> [EXTRACTED ENTRIES]:
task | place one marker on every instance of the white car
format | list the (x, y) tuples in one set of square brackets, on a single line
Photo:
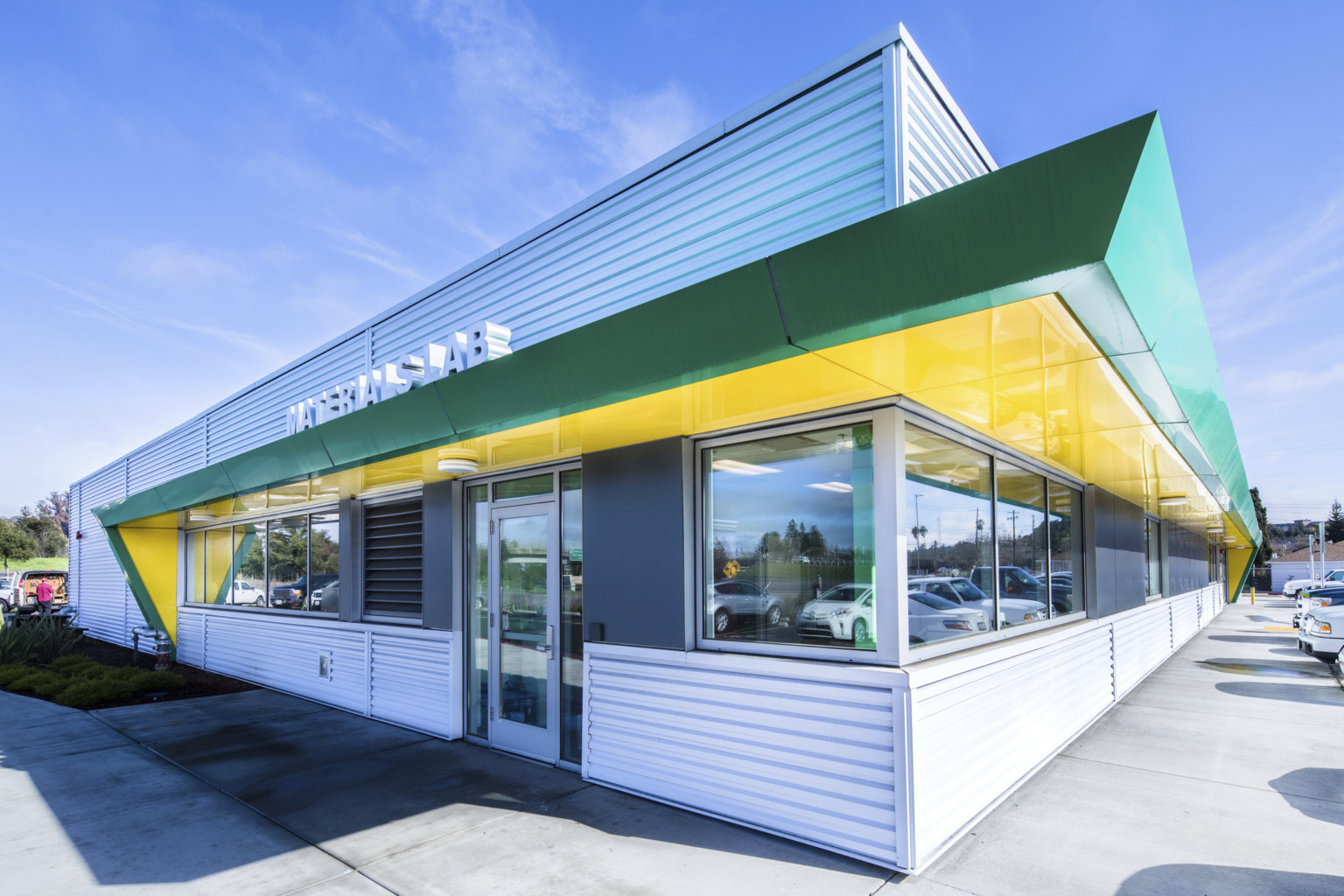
[(1293, 586), (1011, 610), (1323, 634)]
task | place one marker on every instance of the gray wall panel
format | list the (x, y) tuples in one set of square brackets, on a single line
[(634, 577)]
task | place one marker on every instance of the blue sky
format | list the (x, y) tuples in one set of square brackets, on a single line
[(192, 193)]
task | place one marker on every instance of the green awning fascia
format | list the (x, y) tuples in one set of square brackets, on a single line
[(1060, 222)]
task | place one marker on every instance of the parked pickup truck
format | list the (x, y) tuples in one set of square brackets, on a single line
[(1293, 586)]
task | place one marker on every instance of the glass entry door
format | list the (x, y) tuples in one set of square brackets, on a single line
[(524, 578)]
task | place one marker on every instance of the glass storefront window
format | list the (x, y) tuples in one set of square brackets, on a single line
[(571, 614), (478, 609), (950, 550), (1066, 550), (789, 547), (1023, 556)]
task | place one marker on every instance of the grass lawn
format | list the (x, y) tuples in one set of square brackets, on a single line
[(38, 564)]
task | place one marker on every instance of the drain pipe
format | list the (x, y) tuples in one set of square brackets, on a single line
[(163, 644)]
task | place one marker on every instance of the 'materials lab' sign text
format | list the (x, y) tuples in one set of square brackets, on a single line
[(461, 351)]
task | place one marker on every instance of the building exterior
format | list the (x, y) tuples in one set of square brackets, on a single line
[(750, 484)]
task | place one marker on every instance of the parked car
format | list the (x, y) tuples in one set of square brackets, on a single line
[(293, 597), (23, 595), (962, 592), (843, 612), (732, 601), (1293, 586), (1314, 599), (933, 618), (1323, 634)]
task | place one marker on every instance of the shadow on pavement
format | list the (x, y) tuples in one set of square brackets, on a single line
[(1296, 693), (1228, 880), (1316, 793)]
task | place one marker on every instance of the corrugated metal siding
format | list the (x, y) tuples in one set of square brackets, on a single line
[(413, 682), (1184, 617), (284, 655), (938, 155), (977, 732), (171, 456), (258, 416), (809, 760), (101, 590), (804, 170), (1143, 640), (191, 639)]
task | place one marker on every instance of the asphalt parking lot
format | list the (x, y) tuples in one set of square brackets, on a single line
[(1219, 774)]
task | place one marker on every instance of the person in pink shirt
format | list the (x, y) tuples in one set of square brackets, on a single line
[(45, 594)]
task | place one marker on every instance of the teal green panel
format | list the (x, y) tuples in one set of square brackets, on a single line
[(132, 508), (293, 457), (960, 248), (133, 580), (722, 326), (197, 488), (388, 427)]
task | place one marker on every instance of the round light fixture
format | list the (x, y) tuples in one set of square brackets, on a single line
[(458, 462)]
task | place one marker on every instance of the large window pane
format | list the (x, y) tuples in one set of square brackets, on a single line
[(478, 609), (248, 587), (1022, 546), (1066, 550), (789, 539), (571, 614), (950, 554), (324, 562), (288, 564)]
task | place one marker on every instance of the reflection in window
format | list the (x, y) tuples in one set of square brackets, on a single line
[(571, 614), (478, 609), (950, 551), (1022, 546), (789, 539), (1066, 550)]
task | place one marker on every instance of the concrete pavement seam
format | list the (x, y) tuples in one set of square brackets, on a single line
[(1206, 780), (242, 802)]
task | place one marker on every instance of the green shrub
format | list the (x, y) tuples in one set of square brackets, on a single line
[(12, 672)]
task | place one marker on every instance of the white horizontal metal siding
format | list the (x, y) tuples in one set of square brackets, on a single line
[(413, 682), (938, 152), (284, 655), (257, 416), (101, 587), (191, 639), (171, 456), (1143, 641), (978, 731), (802, 170), (1184, 617), (809, 760)]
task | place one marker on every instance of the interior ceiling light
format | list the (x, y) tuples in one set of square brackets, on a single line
[(458, 462), (727, 465), (844, 488)]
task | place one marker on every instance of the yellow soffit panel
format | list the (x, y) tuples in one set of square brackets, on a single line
[(1023, 374), (153, 551)]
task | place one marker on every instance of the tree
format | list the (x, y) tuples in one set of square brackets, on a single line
[(1335, 522), (17, 543), (1266, 551)]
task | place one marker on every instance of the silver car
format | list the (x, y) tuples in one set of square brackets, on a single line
[(1011, 610)]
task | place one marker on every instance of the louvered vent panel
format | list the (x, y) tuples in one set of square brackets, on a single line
[(393, 557)]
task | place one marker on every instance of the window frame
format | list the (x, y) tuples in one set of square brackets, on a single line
[(260, 517)]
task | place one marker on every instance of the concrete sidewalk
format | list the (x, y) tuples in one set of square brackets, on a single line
[(1219, 774)]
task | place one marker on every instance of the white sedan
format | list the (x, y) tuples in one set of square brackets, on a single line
[(1323, 634)]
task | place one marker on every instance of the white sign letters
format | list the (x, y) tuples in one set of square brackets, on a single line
[(460, 352)]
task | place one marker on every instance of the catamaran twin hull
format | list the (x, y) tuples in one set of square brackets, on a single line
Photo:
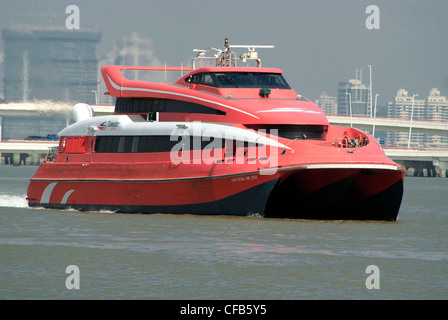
[(279, 156), (365, 192)]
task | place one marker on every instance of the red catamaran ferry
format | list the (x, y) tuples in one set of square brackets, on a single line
[(224, 140)]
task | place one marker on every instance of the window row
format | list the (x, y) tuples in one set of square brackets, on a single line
[(145, 105), (134, 144)]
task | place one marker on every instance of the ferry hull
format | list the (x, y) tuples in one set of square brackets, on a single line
[(349, 193), (338, 194)]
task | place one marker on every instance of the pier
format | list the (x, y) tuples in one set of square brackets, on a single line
[(428, 162)]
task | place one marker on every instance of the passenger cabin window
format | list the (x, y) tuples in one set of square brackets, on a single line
[(150, 105)]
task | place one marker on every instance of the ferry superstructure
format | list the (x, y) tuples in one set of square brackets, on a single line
[(224, 140)]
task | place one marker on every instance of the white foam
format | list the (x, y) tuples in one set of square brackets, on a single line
[(14, 201)]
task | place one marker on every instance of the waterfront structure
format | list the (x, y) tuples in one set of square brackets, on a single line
[(47, 64), (407, 106)]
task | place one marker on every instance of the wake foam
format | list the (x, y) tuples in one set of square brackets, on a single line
[(14, 201)]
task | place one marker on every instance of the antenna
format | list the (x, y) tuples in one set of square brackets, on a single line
[(228, 58)]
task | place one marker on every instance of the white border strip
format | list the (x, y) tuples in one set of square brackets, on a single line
[(352, 166)]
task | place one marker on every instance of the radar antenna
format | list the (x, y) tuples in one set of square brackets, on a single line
[(228, 58)]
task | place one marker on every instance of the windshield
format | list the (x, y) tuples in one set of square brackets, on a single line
[(243, 80)]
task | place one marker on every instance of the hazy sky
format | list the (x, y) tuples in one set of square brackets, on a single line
[(318, 42)]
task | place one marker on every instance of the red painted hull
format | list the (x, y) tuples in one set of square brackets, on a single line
[(304, 191)]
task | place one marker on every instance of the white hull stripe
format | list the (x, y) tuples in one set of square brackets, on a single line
[(178, 94), (66, 195)]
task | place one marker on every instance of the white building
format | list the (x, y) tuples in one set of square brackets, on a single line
[(406, 106)]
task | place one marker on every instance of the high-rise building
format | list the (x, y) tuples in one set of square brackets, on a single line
[(327, 104), (353, 97), (49, 63), (437, 109), (405, 106)]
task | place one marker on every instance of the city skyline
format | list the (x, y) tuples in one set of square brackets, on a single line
[(316, 43)]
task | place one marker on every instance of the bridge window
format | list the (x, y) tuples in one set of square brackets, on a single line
[(73, 144), (146, 105)]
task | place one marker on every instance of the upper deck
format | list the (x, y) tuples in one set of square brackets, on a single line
[(221, 93)]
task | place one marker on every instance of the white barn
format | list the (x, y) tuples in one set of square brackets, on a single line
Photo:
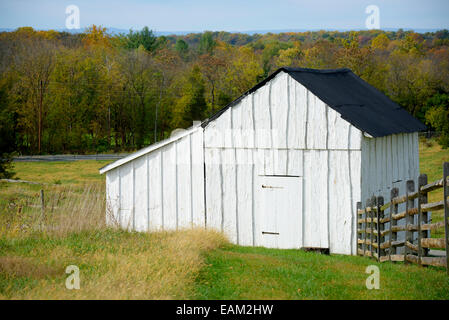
[(282, 166)]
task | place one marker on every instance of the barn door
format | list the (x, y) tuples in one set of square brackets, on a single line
[(281, 198)]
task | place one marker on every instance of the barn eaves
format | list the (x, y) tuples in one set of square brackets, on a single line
[(358, 102)]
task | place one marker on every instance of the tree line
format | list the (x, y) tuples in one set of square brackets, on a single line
[(98, 92)]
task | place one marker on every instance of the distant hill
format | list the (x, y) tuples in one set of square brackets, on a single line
[(116, 31)]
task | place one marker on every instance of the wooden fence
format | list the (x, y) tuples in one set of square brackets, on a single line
[(378, 224)]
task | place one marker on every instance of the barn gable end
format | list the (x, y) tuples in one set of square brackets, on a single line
[(284, 130), (282, 166)]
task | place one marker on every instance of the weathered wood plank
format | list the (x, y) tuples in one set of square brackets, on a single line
[(403, 214), (411, 246), (397, 257), (412, 258), (434, 261), (432, 206), (402, 199), (433, 243), (385, 206), (432, 226), (446, 212)]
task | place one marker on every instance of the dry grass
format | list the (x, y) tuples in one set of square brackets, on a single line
[(35, 249)]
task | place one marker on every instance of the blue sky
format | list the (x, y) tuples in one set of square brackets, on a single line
[(227, 15)]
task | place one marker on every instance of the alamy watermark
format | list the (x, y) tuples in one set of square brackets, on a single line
[(373, 281), (373, 20), (73, 280)]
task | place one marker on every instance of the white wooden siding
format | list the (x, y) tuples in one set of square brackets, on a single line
[(284, 130), (280, 130), (161, 190)]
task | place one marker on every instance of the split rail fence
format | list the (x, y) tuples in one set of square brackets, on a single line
[(378, 224)]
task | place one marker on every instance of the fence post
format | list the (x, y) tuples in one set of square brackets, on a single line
[(393, 210), (380, 227), (373, 207), (408, 217), (422, 217), (359, 228), (42, 208), (446, 211), (365, 237)]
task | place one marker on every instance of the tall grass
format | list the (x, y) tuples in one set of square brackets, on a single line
[(67, 209), (36, 247)]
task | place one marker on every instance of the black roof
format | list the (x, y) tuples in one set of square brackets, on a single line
[(359, 103)]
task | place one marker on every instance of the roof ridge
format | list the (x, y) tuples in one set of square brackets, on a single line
[(338, 70)]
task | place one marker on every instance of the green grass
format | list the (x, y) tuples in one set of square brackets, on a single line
[(431, 159), (65, 173), (258, 273)]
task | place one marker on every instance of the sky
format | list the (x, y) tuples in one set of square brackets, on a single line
[(226, 15)]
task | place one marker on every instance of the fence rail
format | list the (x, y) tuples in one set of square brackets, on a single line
[(378, 224)]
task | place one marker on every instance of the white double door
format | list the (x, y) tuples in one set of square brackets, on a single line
[(280, 215)]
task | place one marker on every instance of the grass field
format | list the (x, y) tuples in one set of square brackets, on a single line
[(35, 249)]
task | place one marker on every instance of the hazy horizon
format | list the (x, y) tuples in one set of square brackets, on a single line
[(232, 16)]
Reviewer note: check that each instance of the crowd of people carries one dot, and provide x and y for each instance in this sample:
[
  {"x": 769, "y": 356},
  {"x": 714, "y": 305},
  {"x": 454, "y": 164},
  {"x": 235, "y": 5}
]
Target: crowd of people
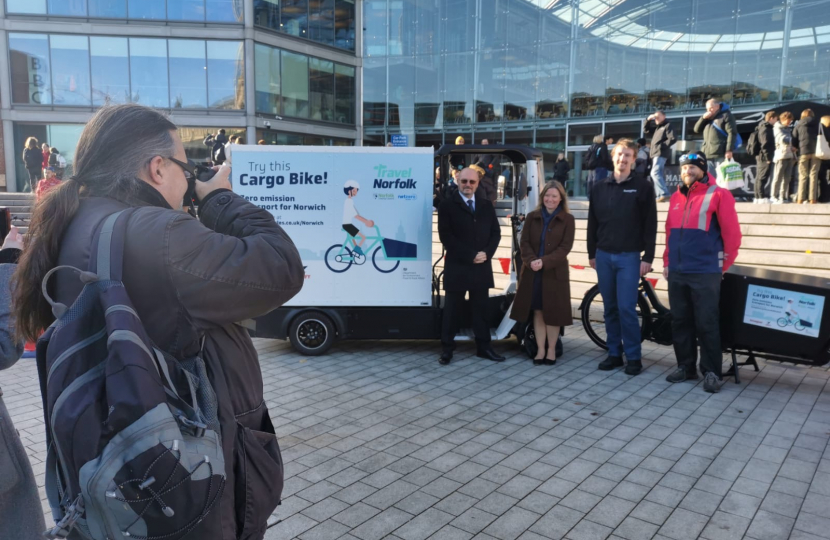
[
  {"x": 621, "y": 239},
  {"x": 191, "y": 280},
  {"x": 40, "y": 158}
]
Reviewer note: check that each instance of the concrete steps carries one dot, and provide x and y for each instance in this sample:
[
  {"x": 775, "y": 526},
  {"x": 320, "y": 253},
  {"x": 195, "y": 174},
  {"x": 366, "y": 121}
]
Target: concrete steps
[
  {"x": 20, "y": 205},
  {"x": 789, "y": 237}
]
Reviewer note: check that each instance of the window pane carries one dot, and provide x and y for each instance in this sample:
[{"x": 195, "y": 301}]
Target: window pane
[
  {"x": 226, "y": 75},
  {"x": 67, "y": 7},
  {"x": 427, "y": 90},
  {"x": 374, "y": 27},
  {"x": 374, "y": 91},
  {"x": 344, "y": 94},
  {"x": 188, "y": 84},
  {"x": 70, "y": 70},
  {"x": 193, "y": 140},
  {"x": 459, "y": 25},
  {"x": 490, "y": 86},
  {"x": 267, "y": 13},
  {"x": 590, "y": 80},
  {"x": 808, "y": 64},
  {"x": 267, "y": 74},
  {"x": 29, "y": 63},
  {"x": 321, "y": 23},
  {"x": 583, "y": 134},
  {"x": 344, "y": 24},
  {"x": 401, "y": 91},
  {"x": 26, "y": 6},
  {"x": 519, "y": 83},
  {"x": 321, "y": 86},
  {"x": 294, "y": 84},
  {"x": 186, "y": 10},
  {"x": 295, "y": 17},
  {"x": 113, "y": 9},
  {"x": 224, "y": 10},
  {"x": 552, "y": 95},
  {"x": 458, "y": 88},
  {"x": 147, "y": 9},
  {"x": 110, "y": 70},
  {"x": 148, "y": 72},
  {"x": 626, "y": 80}
]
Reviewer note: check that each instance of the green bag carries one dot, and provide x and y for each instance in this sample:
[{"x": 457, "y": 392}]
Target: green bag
[{"x": 730, "y": 175}]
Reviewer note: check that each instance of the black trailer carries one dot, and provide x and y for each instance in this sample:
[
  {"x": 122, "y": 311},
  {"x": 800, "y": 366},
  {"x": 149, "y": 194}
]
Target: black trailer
[
  {"x": 775, "y": 315},
  {"x": 313, "y": 329}
]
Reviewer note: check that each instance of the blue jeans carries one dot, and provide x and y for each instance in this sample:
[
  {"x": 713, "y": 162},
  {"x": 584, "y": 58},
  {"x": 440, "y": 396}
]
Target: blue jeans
[
  {"x": 619, "y": 280},
  {"x": 658, "y": 176}
]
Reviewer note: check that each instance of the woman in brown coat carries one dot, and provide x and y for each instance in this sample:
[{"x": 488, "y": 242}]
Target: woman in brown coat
[{"x": 544, "y": 285}]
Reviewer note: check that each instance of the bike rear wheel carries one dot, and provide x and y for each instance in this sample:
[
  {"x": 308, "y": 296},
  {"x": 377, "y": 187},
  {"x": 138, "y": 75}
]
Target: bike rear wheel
[
  {"x": 593, "y": 317},
  {"x": 336, "y": 261},
  {"x": 384, "y": 266}
]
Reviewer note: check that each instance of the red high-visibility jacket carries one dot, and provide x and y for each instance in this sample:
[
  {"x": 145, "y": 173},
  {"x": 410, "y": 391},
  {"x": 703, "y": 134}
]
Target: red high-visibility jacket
[{"x": 702, "y": 230}]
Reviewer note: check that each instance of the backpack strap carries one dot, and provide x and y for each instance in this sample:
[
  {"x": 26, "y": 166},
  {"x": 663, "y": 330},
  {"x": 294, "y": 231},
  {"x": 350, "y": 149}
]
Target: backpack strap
[{"x": 107, "y": 255}]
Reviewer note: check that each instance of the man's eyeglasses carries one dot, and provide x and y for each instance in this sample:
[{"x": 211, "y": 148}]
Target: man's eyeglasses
[{"x": 189, "y": 168}]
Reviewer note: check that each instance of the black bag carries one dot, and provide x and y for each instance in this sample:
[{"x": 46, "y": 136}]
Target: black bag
[
  {"x": 529, "y": 346},
  {"x": 753, "y": 146},
  {"x": 133, "y": 445},
  {"x": 592, "y": 160}
]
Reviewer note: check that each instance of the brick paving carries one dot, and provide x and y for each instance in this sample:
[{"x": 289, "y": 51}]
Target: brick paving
[{"x": 379, "y": 441}]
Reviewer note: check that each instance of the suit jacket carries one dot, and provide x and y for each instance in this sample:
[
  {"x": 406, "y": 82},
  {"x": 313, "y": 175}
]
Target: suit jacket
[{"x": 464, "y": 234}]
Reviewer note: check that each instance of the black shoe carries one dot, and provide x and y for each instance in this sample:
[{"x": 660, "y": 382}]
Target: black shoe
[
  {"x": 610, "y": 363},
  {"x": 680, "y": 375},
  {"x": 633, "y": 367},
  {"x": 711, "y": 383},
  {"x": 490, "y": 354}
]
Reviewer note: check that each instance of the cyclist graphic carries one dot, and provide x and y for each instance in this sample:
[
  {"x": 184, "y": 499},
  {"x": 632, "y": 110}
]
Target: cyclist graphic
[
  {"x": 350, "y": 213},
  {"x": 790, "y": 312}
]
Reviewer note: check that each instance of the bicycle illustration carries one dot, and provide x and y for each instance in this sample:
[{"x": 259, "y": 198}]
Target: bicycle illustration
[
  {"x": 784, "y": 322},
  {"x": 385, "y": 251}
]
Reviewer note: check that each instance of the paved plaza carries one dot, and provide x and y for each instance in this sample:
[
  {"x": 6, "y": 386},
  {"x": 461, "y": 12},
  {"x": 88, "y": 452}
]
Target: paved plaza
[{"x": 380, "y": 441}]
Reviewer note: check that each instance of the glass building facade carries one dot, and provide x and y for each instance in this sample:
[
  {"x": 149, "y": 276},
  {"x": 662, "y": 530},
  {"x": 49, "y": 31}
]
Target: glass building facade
[
  {"x": 246, "y": 66},
  {"x": 554, "y": 73}
]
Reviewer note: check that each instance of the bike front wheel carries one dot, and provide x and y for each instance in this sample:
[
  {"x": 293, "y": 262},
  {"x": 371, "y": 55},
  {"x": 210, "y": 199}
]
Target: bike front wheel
[
  {"x": 593, "y": 317},
  {"x": 384, "y": 264},
  {"x": 336, "y": 261}
]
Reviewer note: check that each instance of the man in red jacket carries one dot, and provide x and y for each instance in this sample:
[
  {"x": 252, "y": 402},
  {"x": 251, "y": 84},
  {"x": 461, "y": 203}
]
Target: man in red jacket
[{"x": 702, "y": 241}]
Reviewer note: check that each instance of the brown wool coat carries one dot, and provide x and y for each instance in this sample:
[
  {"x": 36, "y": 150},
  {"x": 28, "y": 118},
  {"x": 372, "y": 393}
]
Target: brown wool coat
[{"x": 556, "y": 287}]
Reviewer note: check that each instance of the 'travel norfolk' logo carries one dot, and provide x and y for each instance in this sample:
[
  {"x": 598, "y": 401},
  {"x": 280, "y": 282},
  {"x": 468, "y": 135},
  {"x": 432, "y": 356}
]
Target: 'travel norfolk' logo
[{"x": 398, "y": 179}]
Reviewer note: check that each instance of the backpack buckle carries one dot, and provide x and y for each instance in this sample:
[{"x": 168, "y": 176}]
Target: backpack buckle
[
  {"x": 198, "y": 428},
  {"x": 63, "y": 527}
]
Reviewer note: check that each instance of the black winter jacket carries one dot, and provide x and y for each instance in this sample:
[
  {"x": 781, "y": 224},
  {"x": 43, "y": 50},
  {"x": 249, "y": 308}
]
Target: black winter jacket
[
  {"x": 33, "y": 158},
  {"x": 464, "y": 234},
  {"x": 190, "y": 279},
  {"x": 766, "y": 138},
  {"x": 662, "y": 138},
  {"x": 805, "y": 136}
]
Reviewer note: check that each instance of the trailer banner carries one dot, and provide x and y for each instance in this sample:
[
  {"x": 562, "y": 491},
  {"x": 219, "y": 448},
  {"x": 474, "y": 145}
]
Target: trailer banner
[
  {"x": 361, "y": 218},
  {"x": 787, "y": 311}
]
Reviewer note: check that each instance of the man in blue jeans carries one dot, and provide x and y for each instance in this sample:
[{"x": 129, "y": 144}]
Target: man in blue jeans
[
  {"x": 662, "y": 139},
  {"x": 622, "y": 225}
]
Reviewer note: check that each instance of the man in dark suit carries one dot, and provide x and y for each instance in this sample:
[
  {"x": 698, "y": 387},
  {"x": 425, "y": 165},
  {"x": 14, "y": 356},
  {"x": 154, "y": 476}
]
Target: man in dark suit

> [EXERCISE INSTRUCTIONS]: Take the lines of the material above from the first through the one containing "parked pickup truck", both included, and print them exactly without the pictures.

> [YOUR SOLUTION]:
task | place one marker on every instance of the white car
format | list the (x, y) tuples in one set of square brackets, on a single line
Photo:
[(1293, 586), (1011, 610), (1323, 634)]
task | place one marker on every instance of the gray wall panel
format | list the (x, y) tuples in one set of square brackets, on a single line
[(634, 577)]
task | place one marker on every instance of the blue sky
format | list the (x, y) tuples in one set of square brackets, on a single line
[(192, 193)]
task | place one marker on every instance of the green awning fascia
format | list the (x, y) tuples in one set of square brackets, on a single line
[(1060, 222)]
task | place one marker on every instance of the parked pickup truck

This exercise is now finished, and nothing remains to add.